__Record extracts__:
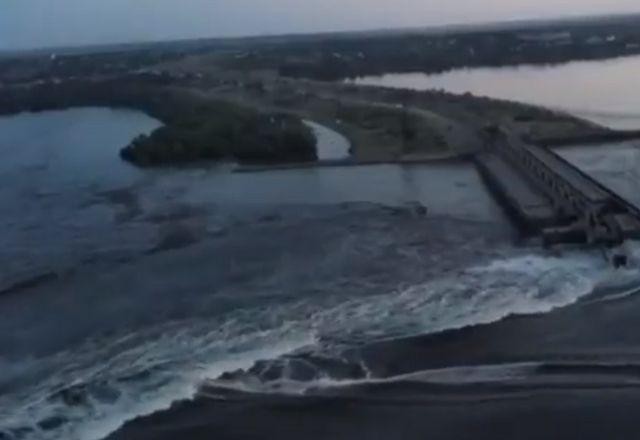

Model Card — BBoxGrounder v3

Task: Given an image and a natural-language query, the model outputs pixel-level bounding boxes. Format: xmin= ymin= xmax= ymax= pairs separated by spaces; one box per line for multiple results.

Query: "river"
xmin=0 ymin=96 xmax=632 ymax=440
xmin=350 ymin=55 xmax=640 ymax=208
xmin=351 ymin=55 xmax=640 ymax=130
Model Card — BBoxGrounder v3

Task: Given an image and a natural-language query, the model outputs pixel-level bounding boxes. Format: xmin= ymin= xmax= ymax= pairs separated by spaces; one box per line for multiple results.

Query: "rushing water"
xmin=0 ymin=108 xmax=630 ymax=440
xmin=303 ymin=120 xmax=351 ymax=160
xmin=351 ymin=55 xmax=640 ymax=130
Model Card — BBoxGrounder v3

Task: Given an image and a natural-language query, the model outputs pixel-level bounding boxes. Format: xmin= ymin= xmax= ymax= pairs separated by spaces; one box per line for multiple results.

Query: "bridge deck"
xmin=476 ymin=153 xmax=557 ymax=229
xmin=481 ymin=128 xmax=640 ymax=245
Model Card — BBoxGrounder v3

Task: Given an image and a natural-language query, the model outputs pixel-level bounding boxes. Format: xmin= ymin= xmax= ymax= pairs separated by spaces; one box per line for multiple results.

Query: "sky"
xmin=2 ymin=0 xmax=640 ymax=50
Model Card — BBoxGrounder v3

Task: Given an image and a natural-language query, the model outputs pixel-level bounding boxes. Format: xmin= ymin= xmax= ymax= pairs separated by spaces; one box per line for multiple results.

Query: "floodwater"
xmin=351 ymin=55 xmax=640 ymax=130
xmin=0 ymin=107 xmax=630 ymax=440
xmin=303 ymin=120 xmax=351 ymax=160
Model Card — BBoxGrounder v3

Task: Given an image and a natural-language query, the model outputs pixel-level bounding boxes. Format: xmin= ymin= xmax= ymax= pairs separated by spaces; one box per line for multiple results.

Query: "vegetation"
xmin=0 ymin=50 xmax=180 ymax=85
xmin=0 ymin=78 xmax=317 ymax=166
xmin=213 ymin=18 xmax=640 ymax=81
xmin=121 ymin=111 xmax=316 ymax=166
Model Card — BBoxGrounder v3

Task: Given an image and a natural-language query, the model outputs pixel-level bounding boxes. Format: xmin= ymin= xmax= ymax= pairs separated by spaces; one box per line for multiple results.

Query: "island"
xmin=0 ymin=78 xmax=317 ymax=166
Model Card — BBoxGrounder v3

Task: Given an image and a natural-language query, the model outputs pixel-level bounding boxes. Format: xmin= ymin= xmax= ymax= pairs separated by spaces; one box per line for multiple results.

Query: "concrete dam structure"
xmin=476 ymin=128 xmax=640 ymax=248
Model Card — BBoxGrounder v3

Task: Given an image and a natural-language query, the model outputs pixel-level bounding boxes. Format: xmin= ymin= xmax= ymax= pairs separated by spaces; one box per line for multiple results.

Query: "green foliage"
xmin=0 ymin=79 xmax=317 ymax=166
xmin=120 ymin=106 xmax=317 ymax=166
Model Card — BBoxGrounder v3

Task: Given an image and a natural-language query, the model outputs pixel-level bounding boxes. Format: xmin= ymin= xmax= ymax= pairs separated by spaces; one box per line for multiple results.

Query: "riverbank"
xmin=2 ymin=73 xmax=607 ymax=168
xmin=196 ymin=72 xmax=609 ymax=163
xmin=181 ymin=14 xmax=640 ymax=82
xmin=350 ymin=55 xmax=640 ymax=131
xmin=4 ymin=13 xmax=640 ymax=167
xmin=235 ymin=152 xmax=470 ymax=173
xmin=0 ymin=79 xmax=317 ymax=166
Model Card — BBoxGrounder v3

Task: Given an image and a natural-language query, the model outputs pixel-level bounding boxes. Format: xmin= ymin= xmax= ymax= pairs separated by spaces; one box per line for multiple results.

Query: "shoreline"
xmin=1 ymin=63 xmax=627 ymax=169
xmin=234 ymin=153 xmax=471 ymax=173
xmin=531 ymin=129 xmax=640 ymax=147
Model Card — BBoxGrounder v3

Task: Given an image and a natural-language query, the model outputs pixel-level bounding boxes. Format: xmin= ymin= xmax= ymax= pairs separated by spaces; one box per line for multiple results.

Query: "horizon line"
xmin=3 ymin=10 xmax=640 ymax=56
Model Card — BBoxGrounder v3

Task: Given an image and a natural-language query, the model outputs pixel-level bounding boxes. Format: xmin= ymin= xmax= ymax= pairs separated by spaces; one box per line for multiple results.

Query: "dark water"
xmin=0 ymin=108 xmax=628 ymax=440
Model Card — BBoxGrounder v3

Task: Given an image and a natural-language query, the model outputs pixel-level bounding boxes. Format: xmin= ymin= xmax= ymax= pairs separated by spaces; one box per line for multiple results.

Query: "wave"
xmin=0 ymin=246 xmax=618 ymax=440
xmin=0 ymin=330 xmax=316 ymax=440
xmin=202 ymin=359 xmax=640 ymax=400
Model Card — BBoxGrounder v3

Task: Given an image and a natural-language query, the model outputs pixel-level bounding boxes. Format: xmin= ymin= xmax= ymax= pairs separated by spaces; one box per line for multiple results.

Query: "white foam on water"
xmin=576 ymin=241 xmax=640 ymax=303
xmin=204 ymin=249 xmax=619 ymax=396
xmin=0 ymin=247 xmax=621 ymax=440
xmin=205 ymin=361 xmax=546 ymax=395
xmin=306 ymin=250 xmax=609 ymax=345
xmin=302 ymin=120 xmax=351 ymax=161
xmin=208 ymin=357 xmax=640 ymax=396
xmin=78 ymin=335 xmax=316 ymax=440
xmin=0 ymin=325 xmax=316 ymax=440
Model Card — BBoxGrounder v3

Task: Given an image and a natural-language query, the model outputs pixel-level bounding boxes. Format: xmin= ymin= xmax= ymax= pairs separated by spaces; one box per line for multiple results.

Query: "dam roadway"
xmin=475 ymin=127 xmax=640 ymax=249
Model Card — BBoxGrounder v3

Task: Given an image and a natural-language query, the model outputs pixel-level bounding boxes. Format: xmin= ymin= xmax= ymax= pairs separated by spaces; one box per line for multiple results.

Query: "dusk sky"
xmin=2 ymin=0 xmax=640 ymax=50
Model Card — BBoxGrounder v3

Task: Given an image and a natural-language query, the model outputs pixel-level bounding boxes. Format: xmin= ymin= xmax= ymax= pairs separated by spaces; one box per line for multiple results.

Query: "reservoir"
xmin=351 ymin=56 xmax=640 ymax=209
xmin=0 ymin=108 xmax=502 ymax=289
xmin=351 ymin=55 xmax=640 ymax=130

__Exercise goal__: Omitting all images, retype each line of the records precisely.

__Solution__:
Model Card — BBoxGrounder v3

Task: Given an image and a natural-language query, the model outputs pixel-level bounding boxes. Format: xmin= ymin= xmax= ymax= pairs separated by spaces; one box per line for multiple results.

Query: "river"
xmin=0 ymin=96 xmax=632 ymax=440
xmin=350 ymin=55 xmax=640 ymax=208
xmin=351 ymin=55 xmax=640 ymax=130
Model Card — BBoxGrounder v3

Task: Given an image and a natural-language query, the model outputs pixel-level bounding boxes. Format: xmin= ymin= xmax= ymax= pairs separated by spaces; one box per line for multiple results.

Query: "rushing water"
xmin=0 ymin=108 xmax=630 ymax=440
xmin=303 ymin=120 xmax=351 ymax=160
xmin=351 ymin=55 xmax=640 ymax=130
Model Card — BBoxGrounder v3

Task: Given an image and a natural-language query, the model outputs pixel-level bounding boxes. Format: xmin= ymin= xmax= ymax= pairs separated by spaces; one box per line for multiple results.

Query: "bridge deck"
xmin=476 ymin=153 xmax=557 ymax=229
xmin=481 ymin=128 xmax=640 ymax=245
Model Card — BBoxGrounder v3

Task: Given an image and a natural-language query, the model outputs pixel-level bounding boxes. Format: xmin= ymin= xmax= ymax= pairs separated by spaces; one box per line for multiple results.

Query: "sky"
xmin=2 ymin=0 xmax=640 ymax=50
Model Card — BBoxGrounder v3

Task: Given an image and a natural-language query, the model outputs pixel-level bounding boxes. Format: xmin= ymin= xmax= ymax= pairs separated by spaces; one box per line for multiple results.

Query: "floodwater"
xmin=351 ymin=55 xmax=640 ymax=130
xmin=0 ymin=107 xmax=630 ymax=440
xmin=303 ymin=120 xmax=351 ymax=160
Model Card — BBoxGrounder v3

Task: Given an image and a natural-language query, the model outputs pixel-level bounding boxes. Format: xmin= ymin= xmax= ymax= pairs separated by spaces; one box per line for multiple results.

Query: "vegetation"
xmin=0 ymin=50 xmax=180 ymax=85
xmin=0 ymin=78 xmax=317 ymax=166
xmin=213 ymin=18 xmax=640 ymax=81
xmin=121 ymin=111 xmax=316 ymax=166
Model Card — BBoxGrounder v3

Task: Given an image and a natural-language query, the model outputs pixel-level bounding boxes. Format: xmin= ymin= xmax= ymax= pairs separated by spaces; one box per line for multiple results.

Query: "island"
xmin=0 ymin=78 xmax=317 ymax=166
Model Card — BBoxGrounder v3

Task: Given an image and a natural-language query, the model outputs pixel-level bounding boxes. Format: xmin= ymin= xmax= ymax= pairs separated by spaces; one box per line for multiple results.

Query: "concrete dam structure"
xmin=476 ymin=128 xmax=640 ymax=248
Model Card — BBoxGrounder v3

Task: Given an image and a natural-language query, the model outputs pixel-level bounding boxes. Format: xmin= ymin= xmax= ymax= pairs separated by spaces; one box per line for multiple results.

Query: "green foliage"
xmin=0 ymin=79 xmax=317 ymax=166
xmin=120 ymin=106 xmax=317 ymax=166
Model Card — BBoxGrounder v3

Task: Given an image and a natural-language query, the model outputs pixel-level bounding boxes. Format: xmin= ymin= xmax= ymax= pairs separated by spaces; one box per line for multiple results.

Query: "riverbank"
xmin=2 ymin=73 xmax=607 ymax=168
xmin=196 ymin=72 xmax=609 ymax=163
xmin=181 ymin=14 xmax=640 ymax=82
xmin=350 ymin=55 xmax=640 ymax=131
xmin=4 ymin=13 xmax=640 ymax=167
xmin=235 ymin=152 xmax=470 ymax=173
xmin=0 ymin=79 xmax=317 ymax=166
Model Card — BBoxGrounder v3

Task: Given an image and a natural-language query, the model outputs pixel-level bounding boxes. Format: xmin= ymin= xmax= ymax= pairs separated by spaces; one box per line for multiple results.

Query: "shoreline"
xmin=1 ymin=63 xmax=627 ymax=169
xmin=234 ymin=153 xmax=471 ymax=173
xmin=531 ymin=129 xmax=640 ymax=147
Model Card — BBoxGrounder v3

Task: Given an image and a natural-language query, the model outputs pixel-level bounding boxes. Format: xmin= ymin= xmax= ymax= pairs separated by spaces; one box per line for multiple results.

Query: "horizon line"
xmin=3 ymin=10 xmax=640 ymax=56
Model Card — BBoxGrounder v3

Task: Given an image and a natural-language query, the model outputs pixel-level bounding boxes. Format: xmin= ymin= xmax= ymax= pairs separated by spaces; one box per line for multiple results.

Query: "dark water"
xmin=0 ymin=108 xmax=628 ymax=440
Model Card — BBoxGrounder v3

Task: Given an image and a natural-language query, the model outputs pixel-level bounding boxes. Format: xmin= ymin= xmax= ymax= pairs separated by spaces; one box per line for multiple results.

Query: "wave"
xmin=0 ymin=246 xmax=618 ymax=440
xmin=0 ymin=330 xmax=316 ymax=440
xmin=202 ymin=359 xmax=640 ymax=400
Model Card — BBoxGrounder v3

Task: Given an image and a natural-language query, the model outputs pixel-level bounding boxes. Format: xmin= ymin= xmax= ymax= pairs separated by spaces; one box per line for multiple results.

Query: "white foam on water"
xmin=576 ymin=241 xmax=640 ymax=303
xmin=204 ymin=249 xmax=619 ymax=396
xmin=0 ymin=247 xmax=621 ymax=440
xmin=205 ymin=361 xmax=546 ymax=395
xmin=306 ymin=250 xmax=609 ymax=345
xmin=302 ymin=120 xmax=351 ymax=161
xmin=208 ymin=357 xmax=640 ymax=396
xmin=78 ymin=335 xmax=316 ymax=440
xmin=0 ymin=325 xmax=316 ymax=440
Model Card — BBoxGrounder v3

Task: Given an image and a natural-language query, the model outputs pixel-level bounding boxes. Format: xmin= ymin= xmax= ymax= pairs separated by spaces; one box per line for multiple results.

Query: "dam roadway"
xmin=475 ymin=127 xmax=640 ymax=249
Model Card — BBoxGrounder v3

Task: Given an image and a natural-language query, the model outputs pixel-level bounding boxes. Format: xmin= ymin= xmax= ymax= pairs separated by spaces; one box per line for multiple results.

Query: "dusk sky"
xmin=2 ymin=0 xmax=640 ymax=50
Model Card — BBoxGrounder v3

Task: Given an image and a natural-language query, the model outputs pixel-level bounding boxes. Format: xmin= ymin= xmax= ymax= pairs separated by spaces; one box per line for multiple results.

Query: "reservoir"
xmin=351 ymin=56 xmax=640 ymax=209
xmin=0 ymin=108 xmax=502 ymax=289
xmin=351 ymin=55 xmax=640 ymax=130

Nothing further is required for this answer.